[Object detection data]
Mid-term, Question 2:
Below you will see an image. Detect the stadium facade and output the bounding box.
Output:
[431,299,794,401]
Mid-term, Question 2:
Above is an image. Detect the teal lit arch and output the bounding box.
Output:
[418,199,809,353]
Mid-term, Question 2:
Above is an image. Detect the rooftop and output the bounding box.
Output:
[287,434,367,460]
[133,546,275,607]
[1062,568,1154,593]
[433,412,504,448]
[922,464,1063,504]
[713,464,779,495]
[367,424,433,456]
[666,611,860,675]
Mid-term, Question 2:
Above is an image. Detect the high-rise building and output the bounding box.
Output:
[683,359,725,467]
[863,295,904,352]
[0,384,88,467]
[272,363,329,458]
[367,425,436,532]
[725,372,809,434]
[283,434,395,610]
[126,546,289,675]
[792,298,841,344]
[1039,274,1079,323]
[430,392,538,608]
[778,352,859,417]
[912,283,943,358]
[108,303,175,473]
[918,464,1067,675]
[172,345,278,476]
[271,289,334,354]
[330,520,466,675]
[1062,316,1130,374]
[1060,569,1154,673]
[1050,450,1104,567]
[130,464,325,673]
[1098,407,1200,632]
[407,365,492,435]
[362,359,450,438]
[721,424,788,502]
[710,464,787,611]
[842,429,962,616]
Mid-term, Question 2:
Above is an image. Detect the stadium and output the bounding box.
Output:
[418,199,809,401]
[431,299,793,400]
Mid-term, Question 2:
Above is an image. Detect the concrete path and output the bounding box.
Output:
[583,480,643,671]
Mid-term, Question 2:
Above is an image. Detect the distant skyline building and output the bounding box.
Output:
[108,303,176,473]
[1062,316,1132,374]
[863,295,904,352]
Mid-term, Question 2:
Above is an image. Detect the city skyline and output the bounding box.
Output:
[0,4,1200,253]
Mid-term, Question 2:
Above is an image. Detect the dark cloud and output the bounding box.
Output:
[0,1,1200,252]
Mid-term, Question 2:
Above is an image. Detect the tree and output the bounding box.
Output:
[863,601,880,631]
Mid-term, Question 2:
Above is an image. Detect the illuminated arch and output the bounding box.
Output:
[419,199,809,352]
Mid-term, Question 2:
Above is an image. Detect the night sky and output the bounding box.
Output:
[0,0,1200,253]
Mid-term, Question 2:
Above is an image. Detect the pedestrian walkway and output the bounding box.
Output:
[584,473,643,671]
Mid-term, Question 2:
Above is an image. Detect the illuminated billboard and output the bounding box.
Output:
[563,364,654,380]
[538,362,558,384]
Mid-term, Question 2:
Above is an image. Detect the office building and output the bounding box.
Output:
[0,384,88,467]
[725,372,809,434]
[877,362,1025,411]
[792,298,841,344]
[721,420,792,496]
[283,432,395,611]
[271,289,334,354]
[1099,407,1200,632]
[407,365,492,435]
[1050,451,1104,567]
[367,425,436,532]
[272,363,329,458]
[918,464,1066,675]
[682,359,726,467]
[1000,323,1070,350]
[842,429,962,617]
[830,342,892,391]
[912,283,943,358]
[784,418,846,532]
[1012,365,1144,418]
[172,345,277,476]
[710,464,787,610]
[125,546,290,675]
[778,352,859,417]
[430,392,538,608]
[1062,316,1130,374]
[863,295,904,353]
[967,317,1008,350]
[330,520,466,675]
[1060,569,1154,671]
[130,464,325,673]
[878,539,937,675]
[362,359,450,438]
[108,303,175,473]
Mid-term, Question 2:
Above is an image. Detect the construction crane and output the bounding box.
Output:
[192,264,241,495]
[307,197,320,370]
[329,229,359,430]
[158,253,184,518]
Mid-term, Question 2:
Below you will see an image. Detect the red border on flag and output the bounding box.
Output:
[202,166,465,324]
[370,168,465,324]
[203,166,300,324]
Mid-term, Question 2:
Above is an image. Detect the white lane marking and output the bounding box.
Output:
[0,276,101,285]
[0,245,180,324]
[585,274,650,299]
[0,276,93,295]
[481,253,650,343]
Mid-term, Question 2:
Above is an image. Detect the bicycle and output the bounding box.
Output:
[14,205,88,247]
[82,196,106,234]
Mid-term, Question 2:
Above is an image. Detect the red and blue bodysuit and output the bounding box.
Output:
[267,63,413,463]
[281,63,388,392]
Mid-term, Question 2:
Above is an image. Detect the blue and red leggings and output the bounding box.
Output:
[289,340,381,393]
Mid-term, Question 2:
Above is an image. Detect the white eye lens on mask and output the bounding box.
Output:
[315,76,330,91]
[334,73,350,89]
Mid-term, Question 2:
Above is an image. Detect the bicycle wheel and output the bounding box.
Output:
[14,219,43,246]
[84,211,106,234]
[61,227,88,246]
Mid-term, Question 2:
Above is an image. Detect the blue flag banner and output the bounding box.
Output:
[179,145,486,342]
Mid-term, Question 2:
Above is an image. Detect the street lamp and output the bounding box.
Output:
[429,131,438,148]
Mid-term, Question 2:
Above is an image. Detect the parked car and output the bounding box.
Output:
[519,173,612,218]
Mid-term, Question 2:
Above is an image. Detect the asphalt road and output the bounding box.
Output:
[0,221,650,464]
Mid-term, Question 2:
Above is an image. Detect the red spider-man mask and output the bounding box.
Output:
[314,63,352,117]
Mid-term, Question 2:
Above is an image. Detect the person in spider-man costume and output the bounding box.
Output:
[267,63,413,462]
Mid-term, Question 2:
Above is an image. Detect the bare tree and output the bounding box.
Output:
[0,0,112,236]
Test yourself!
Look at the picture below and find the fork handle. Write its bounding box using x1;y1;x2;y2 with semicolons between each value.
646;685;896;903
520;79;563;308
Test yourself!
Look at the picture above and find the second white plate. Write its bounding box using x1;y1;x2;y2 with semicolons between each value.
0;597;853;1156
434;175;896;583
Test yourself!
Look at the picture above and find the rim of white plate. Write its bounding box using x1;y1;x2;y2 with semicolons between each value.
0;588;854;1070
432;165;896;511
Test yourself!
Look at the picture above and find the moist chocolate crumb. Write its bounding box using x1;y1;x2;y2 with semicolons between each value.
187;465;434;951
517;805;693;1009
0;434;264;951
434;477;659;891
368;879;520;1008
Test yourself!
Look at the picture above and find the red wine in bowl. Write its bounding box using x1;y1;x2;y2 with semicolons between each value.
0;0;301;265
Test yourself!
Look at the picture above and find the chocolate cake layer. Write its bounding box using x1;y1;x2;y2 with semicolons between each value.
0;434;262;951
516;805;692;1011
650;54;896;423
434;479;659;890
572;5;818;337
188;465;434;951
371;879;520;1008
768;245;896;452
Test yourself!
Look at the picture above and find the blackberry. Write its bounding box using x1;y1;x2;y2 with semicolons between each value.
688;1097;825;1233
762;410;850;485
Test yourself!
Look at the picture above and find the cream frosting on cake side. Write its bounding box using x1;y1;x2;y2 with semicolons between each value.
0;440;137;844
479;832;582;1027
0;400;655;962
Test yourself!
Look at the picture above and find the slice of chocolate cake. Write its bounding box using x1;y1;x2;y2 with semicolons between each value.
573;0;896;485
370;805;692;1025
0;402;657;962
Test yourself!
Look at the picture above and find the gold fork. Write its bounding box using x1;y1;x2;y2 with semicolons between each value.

* **Instructions for the task**
Copy out every one of the rows above, character for character, without changing anything.

* **Finished exercise**
Mid-term, Question 2:
Below you will see an image. Detect the stadium facade and output the bounding box.
Output:
[431,299,794,401]
Mid-term, Question 2:
Above is an image. Detect the teal lit arch and output the bounding box.
Output:
[418,199,809,353]
Mid-term, Question 2:
Above is an image. Detect the rooftop and output the bounding box.
Output:
[287,434,367,460]
[133,546,275,607]
[1062,568,1154,593]
[433,412,504,448]
[922,464,1063,504]
[713,464,779,495]
[367,424,433,456]
[666,611,860,675]
Mid-term, Question 2:
Above is an image. Detect the high-rise building and output the bounding box.
Output:
[683,359,725,467]
[863,295,904,352]
[0,384,88,467]
[272,363,329,458]
[367,425,436,532]
[725,372,809,434]
[283,434,395,610]
[126,546,289,675]
[792,298,841,344]
[1039,274,1079,323]
[430,392,538,608]
[778,352,859,417]
[912,283,943,358]
[108,303,175,473]
[918,464,1067,675]
[172,345,278,476]
[271,289,334,354]
[330,520,466,675]
[1062,316,1130,374]
[1060,569,1154,673]
[1050,450,1104,567]
[130,464,325,673]
[1098,407,1200,632]
[407,365,492,435]
[362,359,450,438]
[721,424,788,502]
[710,464,787,611]
[842,429,962,616]
Mid-term, Question 2:
Above is an image. Detect the stadium and output the bounding box.
Output:
[418,199,809,401]
[431,299,793,400]
Mid-term, Question 2:
Above is an image. Detect the concrete path and output the bounding box.
Output:
[583,480,643,671]
Mid-term, Question 2:
Above is an image. Detect the distant skyline building and output the bounding box.
Output:
[108,303,176,473]
[1062,316,1132,374]
[863,295,904,352]
Mid-term, Question 2:
Above is an image. Detect the city skyline and output the bounding box.
Output:
[0,4,1200,253]
Mid-term, Question 2:
Above is an image. Detect the dark cloud and output the bounding box.
Output:
[0,1,1200,252]
Mid-term, Question 2:
Above is an image. Detect the tree and output the bounding box.
Output:
[863,601,880,631]
Mid-term, Question 2:
Above is an image. Detect the illuminated arch and output the bounding box.
Output:
[419,199,809,352]
Mid-term, Question 2:
Above is an image. Detect the night sky and output the bounding box.
Output:
[0,0,1200,253]
Mid-term, Question 2:
Above is an image. Detect the pedestrian walkway and output the bounding box.
Output:
[584,473,643,671]
Mid-term, Question 2:
Above is an image. Detect the illuminated billboard and output the bounding box.
Output:
[563,364,654,380]
[538,362,558,384]
Mid-term, Question 2:
Above is an image. Detect the office building and output the bounding box.
Output:
[0,384,88,467]
[725,372,809,434]
[877,362,1025,411]
[792,298,841,344]
[721,420,792,496]
[283,432,395,611]
[271,289,334,354]
[1099,407,1200,632]
[407,365,492,435]
[1050,451,1104,567]
[367,425,436,532]
[272,363,329,458]
[918,464,1066,675]
[682,359,726,467]
[1000,323,1070,350]
[842,429,962,617]
[830,342,892,391]
[912,283,943,358]
[784,418,846,532]
[1012,365,1144,418]
[172,345,277,476]
[710,464,787,610]
[125,546,290,675]
[778,352,859,417]
[430,392,538,608]
[1062,316,1130,374]
[863,295,904,353]
[967,317,1008,350]
[330,520,466,675]
[1060,569,1154,671]
[130,464,325,673]
[878,539,937,675]
[362,359,450,438]
[108,303,175,473]
Mid-term, Question 2:
Above is an image. Detect the construction crane and output the bounding box.
Output:
[192,264,241,495]
[307,197,320,370]
[329,229,359,430]
[158,253,184,518]
Mid-term, Question 2:
Below you will see an image. Detect the red border on flag and output the bounding box.
Output:
[202,166,465,324]
[370,168,465,324]
[203,166,300,324]
Mid-term, Question 2:
Above is an image. Detect the white lane marking and output the bounding box.
Output:
[0,276,101,285]
[0,245,180,324]
[585,274,650,299]
[0,276,93,295]
[481,253,650,343]
Mid-term, Question 2:
Above is an image. Detect the bicycle and output the bounding box.
Output:
[14,205,88,247]
[82,196,106,234]
Mid-term, Question 2:
Above is an image. Detect the red and blue bodysuit and output the bounding box.
Output:
[267,63,413,463]
[281,63,388,392]
Mid-term, Question 2:
Above is an image. Detect the blue and red leggings and output the bounding box.
Output:
[289,340,381,393]
Mid-term, Question 2:
Above is an image. Detect the white eye lens on mask and output the bounding box.
Output:
[315,76,330,91]
[334,73,350,89]
Mid-term, Question 2:
Above is an image. Detect the bicycle wheel and output the bounding box.
Output:
[14,219,43,246]
[84,211,106,234]
[61,227,88,246]
Mid-term, Question 2:
Above is an image. Detect the blue flag banner and output the bounding box.
Output:
[179,145,486,342]
Mid-term, Question 2:
Above is an image. Detect the street lamp and output the bounding box.
Output:
[429,131,438,148]
Mid-term, Question 2:
Above is an image. Detect the parked car and output the bounding box.
Output:
[519,173,612,218]
Mid-term, Question 2:
Above is an image. Detect the asphalt road and output the bounding box.
Output:
[0,221,650,464]
Mid-term, Question 2:
Above is an image. Detect the red spider-man mask and output the bounding box.
Output:
[314,63,352,117]
Mid-term, Question 2:
Above is an image. Detect the person in spider-man costume and output the bounding box.
Output:
[267,63,413,462]
Mid-term, Question 2:
Above is an image. Detect the bare tree and output the bounding box.
Output:
[0,0,112,236]
Test yourself!
Look at the picture below and find the fork handle. Write its bounding box using x1;y1;x2;y2 with semicolons between each value.
646;685;896;903
520;79;563;308
Test yourself!
Look at the picture above and find the second white plate. Write its bounding box using x1;y1;x2;y2 with semicolons between each value.
0;597;853;1156
434;175;896;583
Test yourself!
Look at the picture above and find the rim of white plate. Write its bounding box using x1;y1;x2;y2 with semicolons between each value.
0;588;854;1070
432;165;896;511
Test yourself!
Look at the picture above and find the moist chocolate crumb. Write its bounding box using x1;y1;x2;y2 with semicolons between each value.
187;465;434;951
517;805;693;1009
0;434;264;951
434;477;659;891
368;879;520;1008
Test yourself!
Look at the picture above and find the red wine in bowl. Write its bounding box using x1;y1;x2;y2 with semicolons between each value.
0;0;301;265
Test yourself!
Look at the picture above and find the chocolate cake layer. Write its bounding box using x1;y1;x2;y2 with semicolons between each value.
0;434;262;951
516;805;692;1011
650;54;896;423
434;479;659;890
572;5;818;337
188;465;434;951
371;879;520;1008
768;245;896;452
Test yourself!
Look at the picture above and find the blackberry. Write its bounding box using x1;y1;x2;y2 with semicolons between each value.
688;1097;825;1233
762;410;850;485
Test yourself!
Look at the picture above and find the cream frosting on cake side. Write its bounding box using x1;y1;x2;y2 with semicolons between each value.
0;440;137;844
479;832;582;1027
0;400;655;962
Test yourself!
Look at the picture above and find the slice of chocolate cake. Write its bounding box using x1;y1;x2;y2 with semicolons between each value.
573;0;896;485
370;805;692;1025
0;402;657;962
Test yourself!
Look at the picture above and find the gold fork. Write its bounding box using x1;y1;x2;y2 with semicolons between each value.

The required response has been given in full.